**Request:**
Write out the whole listing, matching it exactly.

Records excerpted from a collection:
- - - - - - -
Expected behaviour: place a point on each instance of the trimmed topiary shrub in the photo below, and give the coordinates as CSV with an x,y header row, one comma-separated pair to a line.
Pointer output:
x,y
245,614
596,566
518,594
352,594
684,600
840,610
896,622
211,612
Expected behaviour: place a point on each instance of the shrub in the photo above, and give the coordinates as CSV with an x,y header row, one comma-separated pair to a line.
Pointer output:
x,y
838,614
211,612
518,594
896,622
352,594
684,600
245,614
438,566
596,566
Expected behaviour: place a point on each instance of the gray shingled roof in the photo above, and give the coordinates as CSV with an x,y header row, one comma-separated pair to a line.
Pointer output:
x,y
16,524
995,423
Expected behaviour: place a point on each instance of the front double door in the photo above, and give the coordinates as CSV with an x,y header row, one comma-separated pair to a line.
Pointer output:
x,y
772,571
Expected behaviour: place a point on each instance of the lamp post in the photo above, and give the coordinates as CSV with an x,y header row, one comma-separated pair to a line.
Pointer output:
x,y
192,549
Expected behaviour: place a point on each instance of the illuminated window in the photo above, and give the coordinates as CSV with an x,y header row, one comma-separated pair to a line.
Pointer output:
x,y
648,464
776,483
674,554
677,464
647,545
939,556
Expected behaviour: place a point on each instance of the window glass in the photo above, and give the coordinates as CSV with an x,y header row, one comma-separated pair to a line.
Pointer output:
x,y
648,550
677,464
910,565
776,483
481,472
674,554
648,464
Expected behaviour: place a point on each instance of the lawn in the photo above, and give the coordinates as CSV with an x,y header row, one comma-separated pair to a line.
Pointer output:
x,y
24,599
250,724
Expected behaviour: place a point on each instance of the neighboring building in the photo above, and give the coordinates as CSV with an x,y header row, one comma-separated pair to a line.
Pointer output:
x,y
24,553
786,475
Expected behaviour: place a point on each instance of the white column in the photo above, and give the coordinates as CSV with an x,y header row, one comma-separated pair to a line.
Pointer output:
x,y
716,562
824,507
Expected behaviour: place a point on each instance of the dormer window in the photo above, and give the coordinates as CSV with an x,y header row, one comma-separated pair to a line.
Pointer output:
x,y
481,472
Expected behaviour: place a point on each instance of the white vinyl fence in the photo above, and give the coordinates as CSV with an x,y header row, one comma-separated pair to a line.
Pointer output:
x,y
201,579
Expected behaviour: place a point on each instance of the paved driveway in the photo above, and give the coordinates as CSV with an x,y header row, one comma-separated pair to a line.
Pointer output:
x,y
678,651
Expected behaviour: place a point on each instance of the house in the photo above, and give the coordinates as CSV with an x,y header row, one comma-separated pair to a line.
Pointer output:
- - - - - - -
**Final result:**
Expected behaviour: place a point on each instance of the trimmed topiary shrub in the photo below, and give the coordinates as CSV with an x,y header row, one comma-separated pair to a line.
Pointer output:
x,y
245,614
596,566
518,594
352,594
684,600
840,610
896,622
211,612
Expected behaviour: place a point on each instance of the shrub in the photo above, and give the coordinates as CSV with an x,y header row, one comma-separated pair to a line.
Pointer output:
x,y
838,614
211,612
518,594
896,622
352,594
684,600
245,614
438,566
596,566
Expected behaviour: place a point on each instance of the gray shingled roof in the photo above, and give the coordinates as CSV with an x,y header row, one comma-separated pair to a line.
Pointer output:
x,y
16,524
995,423
Expected behaviour: place a point on each instance of the front double door in the photo above, and give the coordinates as CSV with an x,y header row, one comma-separated pair to a line.
Pointer output:
x,y
772,571
Expected behaviour: place a point on each instance of the lamp post in the photo above, and give the coordinates as CSV with an x,y header row, one comma-separated pair to a line.
Pointer output:
x,y
192,549
Expected behaviour: place a point on each instance of the illuminated window in the photo above, and give the coordinates as CSV with an x,y header row, one comma-separated pair to a line.
Pointer output:
x,y
648,464
776,483
674,554
677,464
647,545
939,556
Expected behaviour: place a point on each instance of the window glass in the photo above, and give the coordinates as CSV with an x,y header row, one comma-separated pair to a line.
Pointer output:
x,y
648,550
677,464
910,565
776,483
481,472
674,554
648,464
Expected behaviour: place a point on each instance of the lawn in the photo above, and give the coordinates as CSV with an x,y header row, one comma-separated pair to a line.
Pointer output:
x,y
24,599
250,724
Expected behaviour: place a point on each instance of the neighboring building in the photo above, and give the coordinates as CSV with an x,y header row, one comma-separated pair to a line.
Pointer output:
x,y
24,553
786,475
Expected behaviour: place a point on each instance of the white column in the photo above, and give the coordinates as CSV with an x,y header row, one comma-separated pair to a line.
Pointer output:
x,y
716,562
824,507
Expected behaviour: place a point on each instance of the dormer window in the photo above, and give the coordinates as CSV with an x,y header row, one comma-separated pair to a line.
Pointer output:
x,y
481,472
Expected behaviour: place a point on each instance of the white vinyl fence in the photo above, and give the coordinates as CSV with an x,y header row, one comma-separated pair to a line.
Pointer output:
x,y
201,579
Expected behaviour: place a point on each instance of the paved driveway in the photo above, and give the coordinates as CSV with an x,y header row, one comma-separated pair to a line.
Pointer output:
x,y
678,651
Expected behaviour: place a point on each instance of the house in the photo above, and give the coordinates as CSV with an x,y header row, one comma-separated pair to a line.
Pointer output:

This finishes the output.